Au théâtre Garonne du 16 au 25 octobre.

Ce spectacle enchanteur combine des métamorphoses assez imprévisibles et des régularités fermes sans être implacables. Le spectateur peut s’abandonner aux délires des transformations sans crainte car il est soutenu par des points d’ordre.

La métamorphose est fascinante : elle indique une liberté d’être, l’émancipation à l’égard de ce pauvre corps à peu près identique à lui-même. Mais, tout fini et limité soit-il, c’est aussi sa stabilité, sa résistance, sa fiabilité, qui forment le support pour notre existence individuelle. D’où le caractère anxiogène de la métamorphose. Sauf ici où elle est domptée, canalisée, civilisée.

Dans Mazùt (signifiant étrange, oscillant entre le sordide pétrole et l’exotisme mystérieux), la circulation métamorphique relie humain et animal, chose et être vivant, diverses attitudes professionnelles, animal de carton et animal de chair. Le Centaure inversé, sorte de Minotaure chevalin, se présente comme un ensemble de gestes typiques, de postures et de sons. La pantomime suscite la vision de reconnaissance : la cabaléité, l’essence du cheval qui fit naguère, dans les temps très antiques, les délices des métaphysiciens, n’est peut-être pas plus qu’un ensemble typique de mouvements. Le chien de chair, qui joue parfaitement ses rôles (chien coussin, chien câlin, chien de berger), montre in vivo cette condition de tout spectacle : que les choses se montrent à nous sous quelques aspects distincts et limités, sous tel et tel angle, jamais complètement. Rien, ni les personnes, ni les corps, ni les choses ne sont entièrement données à la perception. Cet allégement ontologique (l’apparence vaut l’être) est aussi un allégement moral : le spectacle suggère qu’il n’y a pas lieu de souffrir du règne des apparences, de l’empire des approximations. L’être humain est approximatif et mouvant.

# À compléter:
a - D'après l'extrait sur le spectacle Mazùt, où et à quelles dates le spectacle est-il joué ?
b - Veuillez citer tel quel le passage de l'extrait sur Mazùt qui commence aux mots « Ce spectacle enchanteur » et s'arrête après « domptée, canalisée, civilisée. ».

Enregistrements issus d'une source de données:
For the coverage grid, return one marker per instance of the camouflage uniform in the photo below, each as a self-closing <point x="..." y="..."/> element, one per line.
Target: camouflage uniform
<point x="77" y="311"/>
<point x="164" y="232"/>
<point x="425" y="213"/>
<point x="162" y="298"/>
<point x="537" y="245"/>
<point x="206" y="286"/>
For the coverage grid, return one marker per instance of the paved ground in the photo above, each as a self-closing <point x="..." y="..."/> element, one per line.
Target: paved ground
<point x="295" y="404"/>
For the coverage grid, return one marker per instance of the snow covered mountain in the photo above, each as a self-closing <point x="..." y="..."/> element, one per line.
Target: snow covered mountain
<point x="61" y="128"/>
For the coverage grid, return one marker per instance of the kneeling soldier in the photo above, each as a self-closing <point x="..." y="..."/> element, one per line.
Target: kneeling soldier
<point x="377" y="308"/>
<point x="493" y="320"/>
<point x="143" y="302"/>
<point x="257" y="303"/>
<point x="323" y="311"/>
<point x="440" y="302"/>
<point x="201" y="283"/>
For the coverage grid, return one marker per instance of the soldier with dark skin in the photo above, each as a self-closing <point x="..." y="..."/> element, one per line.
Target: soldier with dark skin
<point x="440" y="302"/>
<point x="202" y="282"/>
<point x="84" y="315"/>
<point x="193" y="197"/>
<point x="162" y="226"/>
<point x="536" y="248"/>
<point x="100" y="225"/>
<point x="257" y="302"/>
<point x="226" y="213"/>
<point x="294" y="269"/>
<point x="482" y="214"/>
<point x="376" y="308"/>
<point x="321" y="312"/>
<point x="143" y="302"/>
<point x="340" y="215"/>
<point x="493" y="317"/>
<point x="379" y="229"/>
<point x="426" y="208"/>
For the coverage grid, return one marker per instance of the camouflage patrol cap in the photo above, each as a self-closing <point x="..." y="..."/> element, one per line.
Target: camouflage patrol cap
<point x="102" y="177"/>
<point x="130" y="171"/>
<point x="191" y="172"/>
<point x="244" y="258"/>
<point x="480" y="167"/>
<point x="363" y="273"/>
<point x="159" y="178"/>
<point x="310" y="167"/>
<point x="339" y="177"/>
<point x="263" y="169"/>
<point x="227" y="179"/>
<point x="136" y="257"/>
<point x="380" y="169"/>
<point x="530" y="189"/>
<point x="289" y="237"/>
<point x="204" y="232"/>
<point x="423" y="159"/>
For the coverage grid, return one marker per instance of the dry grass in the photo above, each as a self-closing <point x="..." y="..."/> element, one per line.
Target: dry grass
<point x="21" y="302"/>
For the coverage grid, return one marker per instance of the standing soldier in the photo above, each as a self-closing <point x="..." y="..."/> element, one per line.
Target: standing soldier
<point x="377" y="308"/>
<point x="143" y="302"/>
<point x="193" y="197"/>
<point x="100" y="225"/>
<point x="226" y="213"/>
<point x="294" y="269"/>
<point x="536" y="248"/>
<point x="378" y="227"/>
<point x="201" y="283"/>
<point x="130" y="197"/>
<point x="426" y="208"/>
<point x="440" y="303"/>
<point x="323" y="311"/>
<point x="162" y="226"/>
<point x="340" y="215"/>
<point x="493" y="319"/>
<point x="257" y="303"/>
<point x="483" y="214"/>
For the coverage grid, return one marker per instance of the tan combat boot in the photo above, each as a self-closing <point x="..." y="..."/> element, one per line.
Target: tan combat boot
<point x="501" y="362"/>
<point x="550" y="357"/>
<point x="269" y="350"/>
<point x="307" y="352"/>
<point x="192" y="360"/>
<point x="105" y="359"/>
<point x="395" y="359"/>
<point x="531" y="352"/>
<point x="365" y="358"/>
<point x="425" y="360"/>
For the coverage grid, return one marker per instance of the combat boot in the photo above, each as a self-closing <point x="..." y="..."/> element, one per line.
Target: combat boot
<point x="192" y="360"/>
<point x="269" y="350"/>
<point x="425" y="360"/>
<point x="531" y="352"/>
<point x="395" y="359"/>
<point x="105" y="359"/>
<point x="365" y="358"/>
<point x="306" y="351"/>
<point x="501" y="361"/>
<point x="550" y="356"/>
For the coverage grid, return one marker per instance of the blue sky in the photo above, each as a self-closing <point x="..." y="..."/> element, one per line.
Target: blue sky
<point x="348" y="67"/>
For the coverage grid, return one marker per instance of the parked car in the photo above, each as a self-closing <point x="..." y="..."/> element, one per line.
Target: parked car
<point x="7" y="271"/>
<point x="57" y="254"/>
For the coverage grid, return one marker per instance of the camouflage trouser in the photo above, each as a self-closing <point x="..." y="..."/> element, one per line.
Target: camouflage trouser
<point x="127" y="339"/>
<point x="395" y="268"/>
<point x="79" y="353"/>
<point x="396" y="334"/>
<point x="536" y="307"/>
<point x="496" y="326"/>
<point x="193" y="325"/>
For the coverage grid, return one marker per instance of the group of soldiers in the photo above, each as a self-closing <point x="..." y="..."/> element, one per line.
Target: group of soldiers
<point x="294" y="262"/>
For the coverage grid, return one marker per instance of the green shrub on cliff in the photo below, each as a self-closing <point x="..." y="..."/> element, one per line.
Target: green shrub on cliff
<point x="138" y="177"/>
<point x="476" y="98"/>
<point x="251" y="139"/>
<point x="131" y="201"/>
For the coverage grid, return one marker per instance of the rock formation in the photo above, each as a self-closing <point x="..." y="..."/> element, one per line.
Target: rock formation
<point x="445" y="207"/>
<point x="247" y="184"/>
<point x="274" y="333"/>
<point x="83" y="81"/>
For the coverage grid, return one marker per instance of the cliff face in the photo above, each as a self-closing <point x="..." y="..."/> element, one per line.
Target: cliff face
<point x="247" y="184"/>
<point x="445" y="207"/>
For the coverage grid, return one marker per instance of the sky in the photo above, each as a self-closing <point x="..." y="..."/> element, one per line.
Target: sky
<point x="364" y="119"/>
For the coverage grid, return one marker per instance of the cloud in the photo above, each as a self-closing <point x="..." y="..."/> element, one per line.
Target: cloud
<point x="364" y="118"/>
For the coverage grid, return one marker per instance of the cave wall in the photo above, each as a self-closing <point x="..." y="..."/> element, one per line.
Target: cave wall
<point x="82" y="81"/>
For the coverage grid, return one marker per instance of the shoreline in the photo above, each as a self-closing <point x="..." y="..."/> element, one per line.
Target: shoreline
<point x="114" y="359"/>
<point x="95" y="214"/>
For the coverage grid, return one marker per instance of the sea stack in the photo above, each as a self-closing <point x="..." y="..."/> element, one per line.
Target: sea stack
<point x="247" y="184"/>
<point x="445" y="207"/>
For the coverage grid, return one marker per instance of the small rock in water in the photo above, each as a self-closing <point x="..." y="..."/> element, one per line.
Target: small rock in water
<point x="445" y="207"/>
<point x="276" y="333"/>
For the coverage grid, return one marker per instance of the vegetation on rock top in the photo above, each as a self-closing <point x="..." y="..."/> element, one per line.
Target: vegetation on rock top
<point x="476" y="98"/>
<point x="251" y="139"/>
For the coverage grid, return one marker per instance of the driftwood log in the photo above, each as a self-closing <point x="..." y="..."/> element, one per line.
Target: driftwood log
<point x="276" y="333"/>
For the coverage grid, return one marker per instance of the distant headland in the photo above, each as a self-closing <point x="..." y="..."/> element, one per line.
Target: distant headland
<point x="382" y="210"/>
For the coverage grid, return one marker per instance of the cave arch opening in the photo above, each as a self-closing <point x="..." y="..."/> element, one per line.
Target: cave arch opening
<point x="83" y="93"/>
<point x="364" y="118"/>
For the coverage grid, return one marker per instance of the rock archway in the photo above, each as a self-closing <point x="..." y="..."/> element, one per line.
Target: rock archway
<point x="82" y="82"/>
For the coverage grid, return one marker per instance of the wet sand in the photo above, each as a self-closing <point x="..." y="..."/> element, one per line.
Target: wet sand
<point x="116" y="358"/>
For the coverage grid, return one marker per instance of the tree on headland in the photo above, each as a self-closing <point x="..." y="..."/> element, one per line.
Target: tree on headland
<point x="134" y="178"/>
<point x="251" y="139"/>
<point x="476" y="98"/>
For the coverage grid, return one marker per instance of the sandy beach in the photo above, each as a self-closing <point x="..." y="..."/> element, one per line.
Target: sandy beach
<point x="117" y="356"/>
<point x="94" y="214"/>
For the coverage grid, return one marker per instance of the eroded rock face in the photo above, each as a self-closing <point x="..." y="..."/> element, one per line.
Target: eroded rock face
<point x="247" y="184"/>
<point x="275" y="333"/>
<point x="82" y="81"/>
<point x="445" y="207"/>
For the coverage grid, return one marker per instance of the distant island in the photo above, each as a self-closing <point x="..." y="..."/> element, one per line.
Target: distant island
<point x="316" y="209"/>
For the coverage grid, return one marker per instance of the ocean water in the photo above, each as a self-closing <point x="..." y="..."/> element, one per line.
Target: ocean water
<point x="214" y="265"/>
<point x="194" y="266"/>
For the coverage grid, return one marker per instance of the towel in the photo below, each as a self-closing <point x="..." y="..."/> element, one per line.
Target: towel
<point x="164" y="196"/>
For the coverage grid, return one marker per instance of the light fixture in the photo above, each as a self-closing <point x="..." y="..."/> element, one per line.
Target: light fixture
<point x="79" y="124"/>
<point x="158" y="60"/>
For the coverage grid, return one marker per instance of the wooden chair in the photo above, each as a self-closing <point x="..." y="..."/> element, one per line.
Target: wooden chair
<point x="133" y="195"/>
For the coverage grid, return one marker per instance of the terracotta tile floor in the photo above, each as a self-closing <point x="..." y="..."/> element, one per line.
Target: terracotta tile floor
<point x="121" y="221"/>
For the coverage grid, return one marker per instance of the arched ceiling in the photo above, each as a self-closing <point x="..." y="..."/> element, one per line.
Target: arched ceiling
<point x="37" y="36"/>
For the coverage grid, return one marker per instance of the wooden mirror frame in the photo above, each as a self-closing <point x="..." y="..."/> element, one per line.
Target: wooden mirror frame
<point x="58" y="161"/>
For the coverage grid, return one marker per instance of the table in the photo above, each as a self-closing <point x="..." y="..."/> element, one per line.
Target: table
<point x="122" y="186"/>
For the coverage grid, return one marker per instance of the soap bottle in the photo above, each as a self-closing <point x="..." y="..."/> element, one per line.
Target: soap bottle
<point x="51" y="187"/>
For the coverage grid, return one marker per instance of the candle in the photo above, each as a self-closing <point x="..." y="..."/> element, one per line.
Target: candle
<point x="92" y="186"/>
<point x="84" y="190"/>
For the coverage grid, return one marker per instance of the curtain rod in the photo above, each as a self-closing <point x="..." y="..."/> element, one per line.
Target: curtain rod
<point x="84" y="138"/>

# Corrigé de l'exercice:
a - Au théâtre Garonne, du 16 au 25 octobre.

b -
Ce spectacle enchanteur combine des métamorphoses assez imprévisibles et des régularités fermes sans être implacables. Le spectateur peut s’abandonner aux délires des transformations sans crainte car il est soutenu par des points d’ordre.

La métamorphose est fascinante : elle indique une liberté d’être, l’émancipation à l’égard de ce pauvre corps à peu près identique à lui-même. Mais, tout fini et limité soit-il, c’est aussi sa stabilité, sa résistance, sa fiabilité, qui forment le support pour notre existence individuelle. D’où le caractère anxiogène de la métamorphose. Sauf ici où elle est domptée, canalisée, civilisée.